> [Stated exercise]
Rewrite the items from the line holding "of the building" through the end of the items, inclusive, changing "keypoint" to "marker" and leaving everything else unchanged.

> [Entries]
---*---

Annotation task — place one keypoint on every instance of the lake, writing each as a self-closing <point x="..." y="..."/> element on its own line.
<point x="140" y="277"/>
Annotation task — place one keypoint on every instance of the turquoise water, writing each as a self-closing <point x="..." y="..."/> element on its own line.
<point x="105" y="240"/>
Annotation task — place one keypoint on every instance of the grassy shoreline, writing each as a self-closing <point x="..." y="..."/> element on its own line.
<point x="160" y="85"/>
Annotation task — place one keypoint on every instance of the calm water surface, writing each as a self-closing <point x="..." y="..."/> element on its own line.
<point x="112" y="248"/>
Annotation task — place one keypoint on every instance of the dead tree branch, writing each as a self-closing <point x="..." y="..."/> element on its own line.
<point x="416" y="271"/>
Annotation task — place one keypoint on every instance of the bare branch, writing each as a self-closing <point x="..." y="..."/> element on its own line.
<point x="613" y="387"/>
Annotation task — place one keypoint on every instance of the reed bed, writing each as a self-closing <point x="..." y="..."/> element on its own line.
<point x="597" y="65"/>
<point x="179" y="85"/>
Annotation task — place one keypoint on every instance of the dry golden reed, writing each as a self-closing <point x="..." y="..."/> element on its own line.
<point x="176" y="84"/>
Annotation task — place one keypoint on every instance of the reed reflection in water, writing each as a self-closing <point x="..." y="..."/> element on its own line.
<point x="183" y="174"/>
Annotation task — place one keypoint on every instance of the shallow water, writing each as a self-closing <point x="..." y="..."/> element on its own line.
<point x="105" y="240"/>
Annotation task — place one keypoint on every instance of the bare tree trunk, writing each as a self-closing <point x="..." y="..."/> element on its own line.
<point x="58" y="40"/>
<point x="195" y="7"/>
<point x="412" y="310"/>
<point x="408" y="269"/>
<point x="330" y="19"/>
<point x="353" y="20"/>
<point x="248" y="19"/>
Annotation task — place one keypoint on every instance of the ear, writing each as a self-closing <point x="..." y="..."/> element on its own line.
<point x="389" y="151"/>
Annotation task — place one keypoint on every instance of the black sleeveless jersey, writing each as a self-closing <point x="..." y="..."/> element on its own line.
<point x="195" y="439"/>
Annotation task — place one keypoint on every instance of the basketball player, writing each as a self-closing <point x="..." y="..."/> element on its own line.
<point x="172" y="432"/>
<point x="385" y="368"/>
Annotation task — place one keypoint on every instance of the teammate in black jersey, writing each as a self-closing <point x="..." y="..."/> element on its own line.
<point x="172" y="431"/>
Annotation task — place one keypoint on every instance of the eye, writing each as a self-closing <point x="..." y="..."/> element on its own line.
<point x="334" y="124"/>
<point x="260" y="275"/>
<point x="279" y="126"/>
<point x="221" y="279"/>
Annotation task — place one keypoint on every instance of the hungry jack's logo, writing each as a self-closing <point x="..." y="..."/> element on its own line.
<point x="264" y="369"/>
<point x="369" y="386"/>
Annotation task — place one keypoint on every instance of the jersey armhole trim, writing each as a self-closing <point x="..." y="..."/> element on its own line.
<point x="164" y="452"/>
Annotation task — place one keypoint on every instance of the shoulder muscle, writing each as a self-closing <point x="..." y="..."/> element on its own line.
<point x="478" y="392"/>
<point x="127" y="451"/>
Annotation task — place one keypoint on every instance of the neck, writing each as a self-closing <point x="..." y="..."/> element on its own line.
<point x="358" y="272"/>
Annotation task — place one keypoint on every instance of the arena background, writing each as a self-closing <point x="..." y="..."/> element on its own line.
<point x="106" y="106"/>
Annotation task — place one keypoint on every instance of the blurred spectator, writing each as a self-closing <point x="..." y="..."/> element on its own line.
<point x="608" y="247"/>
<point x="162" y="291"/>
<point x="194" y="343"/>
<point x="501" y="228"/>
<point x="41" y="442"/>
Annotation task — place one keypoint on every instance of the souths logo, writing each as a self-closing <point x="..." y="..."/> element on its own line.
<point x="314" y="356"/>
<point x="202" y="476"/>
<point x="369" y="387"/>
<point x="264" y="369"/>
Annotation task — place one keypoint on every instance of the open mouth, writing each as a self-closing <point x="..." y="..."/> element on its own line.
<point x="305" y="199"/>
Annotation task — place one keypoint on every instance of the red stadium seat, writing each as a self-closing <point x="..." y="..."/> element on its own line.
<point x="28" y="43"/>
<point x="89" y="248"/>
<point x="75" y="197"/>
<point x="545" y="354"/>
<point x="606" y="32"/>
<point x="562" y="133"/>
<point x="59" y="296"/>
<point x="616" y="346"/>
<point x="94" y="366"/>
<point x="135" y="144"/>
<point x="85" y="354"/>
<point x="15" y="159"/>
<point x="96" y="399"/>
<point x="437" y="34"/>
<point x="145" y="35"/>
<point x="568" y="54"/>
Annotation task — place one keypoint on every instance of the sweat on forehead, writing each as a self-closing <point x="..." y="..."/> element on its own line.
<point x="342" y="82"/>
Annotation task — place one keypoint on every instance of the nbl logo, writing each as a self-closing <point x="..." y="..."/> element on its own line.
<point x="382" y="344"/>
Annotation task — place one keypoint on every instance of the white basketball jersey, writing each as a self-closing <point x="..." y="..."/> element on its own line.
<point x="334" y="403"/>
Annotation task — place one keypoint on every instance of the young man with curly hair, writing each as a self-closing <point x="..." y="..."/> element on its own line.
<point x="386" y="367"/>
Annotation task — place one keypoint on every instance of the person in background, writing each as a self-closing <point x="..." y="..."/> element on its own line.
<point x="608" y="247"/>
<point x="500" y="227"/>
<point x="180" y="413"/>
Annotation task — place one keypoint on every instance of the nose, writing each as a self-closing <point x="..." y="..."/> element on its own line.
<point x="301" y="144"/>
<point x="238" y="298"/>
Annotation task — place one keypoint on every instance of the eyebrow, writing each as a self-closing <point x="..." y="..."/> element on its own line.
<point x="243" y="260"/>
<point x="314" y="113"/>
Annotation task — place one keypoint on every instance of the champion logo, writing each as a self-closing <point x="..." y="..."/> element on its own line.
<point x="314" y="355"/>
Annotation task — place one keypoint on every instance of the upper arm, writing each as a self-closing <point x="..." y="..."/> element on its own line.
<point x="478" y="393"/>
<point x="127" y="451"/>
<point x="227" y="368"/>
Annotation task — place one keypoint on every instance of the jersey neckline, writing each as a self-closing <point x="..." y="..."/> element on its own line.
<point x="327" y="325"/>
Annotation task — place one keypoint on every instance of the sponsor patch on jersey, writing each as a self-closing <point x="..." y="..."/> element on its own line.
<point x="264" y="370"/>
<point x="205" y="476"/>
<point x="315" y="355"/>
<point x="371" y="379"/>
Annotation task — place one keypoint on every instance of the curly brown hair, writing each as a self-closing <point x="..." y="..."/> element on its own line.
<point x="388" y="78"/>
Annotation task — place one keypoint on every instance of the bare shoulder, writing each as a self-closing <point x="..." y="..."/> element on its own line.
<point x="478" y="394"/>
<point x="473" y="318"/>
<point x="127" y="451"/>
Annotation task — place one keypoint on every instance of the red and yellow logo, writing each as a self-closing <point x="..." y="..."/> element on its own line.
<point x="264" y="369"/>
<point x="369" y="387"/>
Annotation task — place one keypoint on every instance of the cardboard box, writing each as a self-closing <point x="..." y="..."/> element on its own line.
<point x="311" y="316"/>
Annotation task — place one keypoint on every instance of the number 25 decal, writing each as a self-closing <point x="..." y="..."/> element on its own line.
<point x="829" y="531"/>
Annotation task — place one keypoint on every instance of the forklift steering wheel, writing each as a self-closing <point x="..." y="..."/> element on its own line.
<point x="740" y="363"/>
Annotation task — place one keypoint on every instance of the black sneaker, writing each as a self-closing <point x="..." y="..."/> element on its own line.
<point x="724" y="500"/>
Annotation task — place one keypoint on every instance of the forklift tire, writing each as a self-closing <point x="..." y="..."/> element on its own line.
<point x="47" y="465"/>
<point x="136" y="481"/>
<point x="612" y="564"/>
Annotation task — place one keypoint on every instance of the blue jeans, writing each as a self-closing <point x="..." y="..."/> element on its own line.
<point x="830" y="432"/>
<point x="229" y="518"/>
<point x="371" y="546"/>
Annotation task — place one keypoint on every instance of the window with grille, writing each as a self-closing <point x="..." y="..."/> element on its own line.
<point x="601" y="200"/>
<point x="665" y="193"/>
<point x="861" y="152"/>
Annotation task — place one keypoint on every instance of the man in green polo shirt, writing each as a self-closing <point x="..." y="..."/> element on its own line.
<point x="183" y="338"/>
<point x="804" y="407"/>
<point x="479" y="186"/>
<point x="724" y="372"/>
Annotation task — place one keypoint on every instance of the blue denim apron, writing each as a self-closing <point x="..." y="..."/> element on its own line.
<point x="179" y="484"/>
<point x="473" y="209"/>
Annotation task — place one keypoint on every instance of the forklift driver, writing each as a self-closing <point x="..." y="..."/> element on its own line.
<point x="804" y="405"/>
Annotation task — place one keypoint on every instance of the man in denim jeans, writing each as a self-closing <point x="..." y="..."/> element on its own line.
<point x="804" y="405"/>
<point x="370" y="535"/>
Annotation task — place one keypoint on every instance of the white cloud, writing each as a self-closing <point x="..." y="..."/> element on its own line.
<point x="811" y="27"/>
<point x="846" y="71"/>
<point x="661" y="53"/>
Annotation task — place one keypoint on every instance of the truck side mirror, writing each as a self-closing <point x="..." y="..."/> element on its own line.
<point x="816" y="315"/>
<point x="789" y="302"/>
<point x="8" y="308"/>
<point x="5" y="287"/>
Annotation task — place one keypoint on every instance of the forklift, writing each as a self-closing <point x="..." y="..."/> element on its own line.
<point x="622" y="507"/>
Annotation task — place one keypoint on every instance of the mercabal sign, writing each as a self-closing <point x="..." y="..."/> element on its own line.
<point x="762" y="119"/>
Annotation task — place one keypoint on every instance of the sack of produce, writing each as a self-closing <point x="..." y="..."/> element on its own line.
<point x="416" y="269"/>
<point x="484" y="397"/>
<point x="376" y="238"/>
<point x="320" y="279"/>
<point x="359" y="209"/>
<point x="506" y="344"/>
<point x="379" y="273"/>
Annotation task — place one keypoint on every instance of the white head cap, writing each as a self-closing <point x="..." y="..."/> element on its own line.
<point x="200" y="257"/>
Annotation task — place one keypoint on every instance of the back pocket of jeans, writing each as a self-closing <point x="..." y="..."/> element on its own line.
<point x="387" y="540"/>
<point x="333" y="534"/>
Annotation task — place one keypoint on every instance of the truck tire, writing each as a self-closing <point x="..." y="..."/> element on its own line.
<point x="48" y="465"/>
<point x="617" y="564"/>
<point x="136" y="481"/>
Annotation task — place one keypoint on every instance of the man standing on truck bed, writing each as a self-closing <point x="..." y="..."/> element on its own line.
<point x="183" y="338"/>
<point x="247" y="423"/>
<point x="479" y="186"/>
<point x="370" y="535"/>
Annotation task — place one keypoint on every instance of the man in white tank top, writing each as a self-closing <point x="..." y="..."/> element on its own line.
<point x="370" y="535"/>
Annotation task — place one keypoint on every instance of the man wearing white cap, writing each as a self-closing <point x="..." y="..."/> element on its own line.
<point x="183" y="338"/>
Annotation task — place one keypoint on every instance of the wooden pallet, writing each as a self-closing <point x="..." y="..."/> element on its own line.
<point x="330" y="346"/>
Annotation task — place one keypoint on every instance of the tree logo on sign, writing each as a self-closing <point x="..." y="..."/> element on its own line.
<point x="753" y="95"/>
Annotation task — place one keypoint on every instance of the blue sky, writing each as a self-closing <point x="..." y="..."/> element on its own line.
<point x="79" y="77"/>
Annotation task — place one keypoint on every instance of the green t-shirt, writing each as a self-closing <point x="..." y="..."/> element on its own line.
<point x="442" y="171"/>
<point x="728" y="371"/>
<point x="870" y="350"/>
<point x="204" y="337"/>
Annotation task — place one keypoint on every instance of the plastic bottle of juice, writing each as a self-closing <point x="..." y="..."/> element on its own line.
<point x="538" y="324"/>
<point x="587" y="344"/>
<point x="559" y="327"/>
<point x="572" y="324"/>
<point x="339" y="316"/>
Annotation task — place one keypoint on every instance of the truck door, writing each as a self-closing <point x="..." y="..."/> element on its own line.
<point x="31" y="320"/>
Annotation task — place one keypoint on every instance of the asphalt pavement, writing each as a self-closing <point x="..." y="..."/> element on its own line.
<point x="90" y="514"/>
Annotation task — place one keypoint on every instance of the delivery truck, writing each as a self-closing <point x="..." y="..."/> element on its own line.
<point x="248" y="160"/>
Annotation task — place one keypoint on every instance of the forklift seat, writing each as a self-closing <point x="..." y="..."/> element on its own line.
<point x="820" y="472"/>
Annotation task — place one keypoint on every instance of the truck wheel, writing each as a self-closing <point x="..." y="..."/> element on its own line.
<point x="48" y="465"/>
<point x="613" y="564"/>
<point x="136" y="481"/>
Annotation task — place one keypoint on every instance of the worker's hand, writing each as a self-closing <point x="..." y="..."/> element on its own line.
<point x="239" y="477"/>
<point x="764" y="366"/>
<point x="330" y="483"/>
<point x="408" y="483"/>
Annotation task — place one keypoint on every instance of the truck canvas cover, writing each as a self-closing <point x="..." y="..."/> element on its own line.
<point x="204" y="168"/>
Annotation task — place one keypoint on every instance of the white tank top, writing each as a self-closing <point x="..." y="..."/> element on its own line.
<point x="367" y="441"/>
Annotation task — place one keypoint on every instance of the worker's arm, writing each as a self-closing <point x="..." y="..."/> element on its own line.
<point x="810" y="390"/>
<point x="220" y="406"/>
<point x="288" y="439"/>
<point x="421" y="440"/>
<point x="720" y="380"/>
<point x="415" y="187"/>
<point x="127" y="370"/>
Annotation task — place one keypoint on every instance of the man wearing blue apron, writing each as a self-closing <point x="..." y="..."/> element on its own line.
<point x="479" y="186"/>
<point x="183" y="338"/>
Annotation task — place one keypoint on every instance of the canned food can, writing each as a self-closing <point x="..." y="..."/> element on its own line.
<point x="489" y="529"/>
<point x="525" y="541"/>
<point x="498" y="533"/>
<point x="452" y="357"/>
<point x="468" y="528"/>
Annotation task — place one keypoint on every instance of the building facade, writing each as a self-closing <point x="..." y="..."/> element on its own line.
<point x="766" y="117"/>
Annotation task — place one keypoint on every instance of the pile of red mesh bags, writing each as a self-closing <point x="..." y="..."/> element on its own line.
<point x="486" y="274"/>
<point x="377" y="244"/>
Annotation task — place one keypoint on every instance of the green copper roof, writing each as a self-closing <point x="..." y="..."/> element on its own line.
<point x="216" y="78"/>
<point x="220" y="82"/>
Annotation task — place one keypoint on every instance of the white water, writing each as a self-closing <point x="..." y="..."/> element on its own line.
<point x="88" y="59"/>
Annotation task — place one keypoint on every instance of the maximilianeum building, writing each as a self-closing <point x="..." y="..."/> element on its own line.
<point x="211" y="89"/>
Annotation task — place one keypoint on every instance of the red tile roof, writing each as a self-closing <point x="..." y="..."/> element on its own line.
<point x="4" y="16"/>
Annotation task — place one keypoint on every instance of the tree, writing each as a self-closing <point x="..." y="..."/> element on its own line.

---*---

> [Exercise output]
Annotation task — place one marker on every instance of the building facade, writing each as a self-closing <point x="..." y="..."/> element on its own line.
<point x="766" y="117"/>
Annotation task — place one marker on every instance of the pile of red mesh bags, writing each as a self-closing <point x="..." y="..."/> element on its own line.
<point x="486" y="274"/>
<point x="377" y="244"/>
Annotation task — place one marker on every instance of the green copper roof, writing each as a self-closing <point x="..." y="..."/> element on its own line.
<point x="216" y="78"/>
<point x="220" y="82"/>
Annotation task — place one marker on every instance of the white water, writing each as a self-closing <point x="..." y="..."/> element on its own line.
<point x="88" y="59"/>
Annotation task — place one marker on every instance of the maximilianeum building, writing each as a self-closing <point x="..." y="..."/> element on its own line.
<point x="211" y="89"/>
Annotation task — place one marker on every instance of the red tile roof, writing each as a self-closing <point x="..." y="..."/> element on its own line.
<point x="4" y="16"/>
Annotation task — place one marker on every instance of the tree, writing each as a self-closing <point x="..." y="..."/> element on its own line.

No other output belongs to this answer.